_WHAT IS NEEDED:_ Rewrite the entries from the line with "Please spot the flower center" up to and including the line with "point(263, 547)", requests too. Multiply each coordinate in the answer points by 0.85 and round to whole numbers, with halves rounding up. Keep the requests and their sample points unchanged, and give only these lines.

* * * * *

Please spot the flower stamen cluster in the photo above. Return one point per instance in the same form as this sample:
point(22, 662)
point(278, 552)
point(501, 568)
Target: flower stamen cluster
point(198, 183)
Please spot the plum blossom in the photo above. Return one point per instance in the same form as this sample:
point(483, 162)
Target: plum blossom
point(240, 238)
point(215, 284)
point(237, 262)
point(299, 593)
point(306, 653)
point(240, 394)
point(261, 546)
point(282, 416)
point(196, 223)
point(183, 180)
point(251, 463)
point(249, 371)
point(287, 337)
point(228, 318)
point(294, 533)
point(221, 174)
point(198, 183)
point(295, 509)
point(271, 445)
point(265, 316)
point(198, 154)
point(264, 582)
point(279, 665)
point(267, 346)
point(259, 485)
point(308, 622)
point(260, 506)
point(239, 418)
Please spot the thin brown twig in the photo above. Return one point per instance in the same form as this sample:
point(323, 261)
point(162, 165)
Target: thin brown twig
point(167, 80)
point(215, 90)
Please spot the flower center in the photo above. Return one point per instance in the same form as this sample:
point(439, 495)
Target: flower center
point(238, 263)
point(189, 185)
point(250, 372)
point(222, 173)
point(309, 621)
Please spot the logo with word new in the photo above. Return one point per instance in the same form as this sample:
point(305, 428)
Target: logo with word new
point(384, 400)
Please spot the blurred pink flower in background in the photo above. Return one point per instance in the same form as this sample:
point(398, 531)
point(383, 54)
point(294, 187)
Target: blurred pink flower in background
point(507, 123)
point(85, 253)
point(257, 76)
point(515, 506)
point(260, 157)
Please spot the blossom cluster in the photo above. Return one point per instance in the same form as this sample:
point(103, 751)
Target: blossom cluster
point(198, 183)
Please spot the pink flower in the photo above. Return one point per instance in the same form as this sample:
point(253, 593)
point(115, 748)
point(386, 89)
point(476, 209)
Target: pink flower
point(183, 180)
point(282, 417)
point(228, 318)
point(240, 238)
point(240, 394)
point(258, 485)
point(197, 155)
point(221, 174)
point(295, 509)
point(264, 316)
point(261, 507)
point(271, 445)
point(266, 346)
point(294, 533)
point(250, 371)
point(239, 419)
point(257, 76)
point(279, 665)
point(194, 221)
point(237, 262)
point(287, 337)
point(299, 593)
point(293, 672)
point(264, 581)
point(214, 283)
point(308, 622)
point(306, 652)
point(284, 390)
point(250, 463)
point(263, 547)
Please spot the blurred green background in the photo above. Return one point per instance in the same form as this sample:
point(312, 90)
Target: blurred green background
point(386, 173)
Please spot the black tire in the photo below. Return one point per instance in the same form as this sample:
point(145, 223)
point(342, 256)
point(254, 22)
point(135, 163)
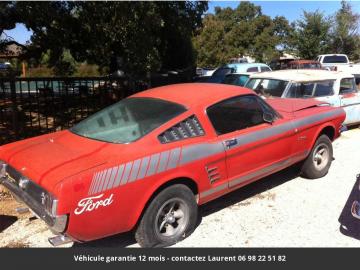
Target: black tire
point(317, 165)
point(178, 200)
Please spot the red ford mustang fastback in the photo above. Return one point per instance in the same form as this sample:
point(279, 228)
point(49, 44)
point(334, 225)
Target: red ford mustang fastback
point(148, 161)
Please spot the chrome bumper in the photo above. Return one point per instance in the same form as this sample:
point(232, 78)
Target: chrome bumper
point(56, 223)
point(355, 209)
point(343, 128)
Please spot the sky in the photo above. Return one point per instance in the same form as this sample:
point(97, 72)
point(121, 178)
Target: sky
point(292, 10)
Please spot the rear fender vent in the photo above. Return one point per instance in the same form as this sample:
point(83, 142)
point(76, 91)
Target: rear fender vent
point(213, 174)
point(188, 128)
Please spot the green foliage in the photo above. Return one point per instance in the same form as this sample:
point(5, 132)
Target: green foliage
point(311, 36)
point(148, 36)
point(8, 20)
point(237, 32)
point(344, 34)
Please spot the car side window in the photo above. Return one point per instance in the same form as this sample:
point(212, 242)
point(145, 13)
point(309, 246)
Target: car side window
point(264, 69)
point(323, 89)
point(253, 69)
point(347, 85)
point(312, 89)
point(236, 114)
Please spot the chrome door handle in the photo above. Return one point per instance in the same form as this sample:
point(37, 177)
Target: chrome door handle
point(230, 143)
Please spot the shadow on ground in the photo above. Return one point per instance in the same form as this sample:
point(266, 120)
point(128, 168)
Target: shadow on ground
point(6, 221)
point(349, 225)
point(237, 196)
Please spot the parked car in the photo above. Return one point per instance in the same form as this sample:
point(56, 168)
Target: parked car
point(304, 64)
point(238, 79)
point(219, 74)
point(336, 88)
point(339, 62)
point(204, 71)
point(238, 60)
point(277, 64)
point(148, 161)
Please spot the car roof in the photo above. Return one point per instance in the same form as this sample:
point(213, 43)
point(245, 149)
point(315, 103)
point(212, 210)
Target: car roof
point(333, 54)
point(241, 73)
point(302, 75)
point(241, 67)
point(195, 94)
point(304, 61)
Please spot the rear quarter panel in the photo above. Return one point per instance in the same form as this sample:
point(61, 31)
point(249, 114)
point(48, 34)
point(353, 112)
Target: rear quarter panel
point(308, 133)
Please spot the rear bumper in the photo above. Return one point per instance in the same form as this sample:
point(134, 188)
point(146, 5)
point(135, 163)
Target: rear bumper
point(57, 224)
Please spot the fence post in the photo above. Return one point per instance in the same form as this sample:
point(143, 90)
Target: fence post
point(15, 124)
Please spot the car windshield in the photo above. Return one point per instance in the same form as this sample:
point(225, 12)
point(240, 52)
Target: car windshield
point(335, 59)
point(222, 71)
point(236, 79)
point(267, 87)
point(128, 120)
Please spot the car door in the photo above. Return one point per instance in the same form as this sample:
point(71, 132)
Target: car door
point(253, 147)
point(350, 100)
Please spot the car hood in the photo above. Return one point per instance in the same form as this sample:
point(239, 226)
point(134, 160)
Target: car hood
point(46, 159)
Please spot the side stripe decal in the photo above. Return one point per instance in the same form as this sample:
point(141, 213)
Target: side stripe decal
point(269, 169)
point(170, 159)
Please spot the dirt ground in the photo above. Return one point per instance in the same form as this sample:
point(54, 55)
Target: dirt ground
point(282, 210)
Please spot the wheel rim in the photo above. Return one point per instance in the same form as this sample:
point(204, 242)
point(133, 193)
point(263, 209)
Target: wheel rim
point(321, 156)
point(172, 219)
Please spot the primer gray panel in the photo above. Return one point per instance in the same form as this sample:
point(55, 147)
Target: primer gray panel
point(153, 164)
point(92, 183)
point(135, 170)
point(101, 179)
point(144, 165)
point(259, 172)
point(112, 177)
point(199, 151)
point(126, 173)
point(163, 161)
point(118, 176)
point(174, 158)
point(213, 190)
point(107, 177)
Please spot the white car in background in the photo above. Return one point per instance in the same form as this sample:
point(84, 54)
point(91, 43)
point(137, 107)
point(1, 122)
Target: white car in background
point(335, 88)
point(339, 62)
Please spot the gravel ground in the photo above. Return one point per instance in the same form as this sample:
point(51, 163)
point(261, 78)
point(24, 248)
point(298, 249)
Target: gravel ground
point(282, 210)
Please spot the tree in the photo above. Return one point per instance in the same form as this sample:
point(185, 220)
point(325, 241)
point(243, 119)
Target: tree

* * * * *

_SOLUTION:_
Please spot the flower center in the photo above. Return one point per instance in the same form as this sample:
point(439, 495)
Target: flower center
point(202, 224)
point(161, 157)
point(213, 316)
point(189, 147)
point(263, 528)
Please spot the logo with word new in the photo above. Return one point per instance in the same form as this sample:
point(305, 428)
Target: logo with word new
point(326, 340)
Please spot the blurred pink flower in background in the photo above. Return one point per instance in the same form as this sample:
point(398, 531)
point(383, 54)
point(294, 187)
Target: blurred pink flower in background
point(431, 105)
point(72, 215)
point(218, 65)
point(438, 430)
point(221, 133)
Please spot the blossom cluster in the photo above. Return one point per instance in the same form as this sample:
point(103, 751)
Target: blossom cluster
point(168, 156)
Please spot the pink flower in the photo above. Return one point per instance in the same form as this sample:
point(253, 593)
point(115, 748)
point(386, 89)
point(476, 209)
Target: pink flower
point(156, 153)
point(240, 354)
point(194, 270)
point(204, 202)
point(204, 335)
point(219, 412)
point(167, 132)
point(188, 148)
point(251, 433)
point(224, 269)
point(222, 431)
point(230, 378)
point(226, 294)
point(250, 453)
point(213, 315)
point(203, 356)
point(218, 65)
point(237, 565)
point(165, 188)
point(201, 223)
point(244, 286)
point(254, 504)
point(249, 571)
point(224, 494)
point(182, 241)
point(262, 529)
point(260, 554)
point(241, 332)
point(213, 394)
point(224, 465)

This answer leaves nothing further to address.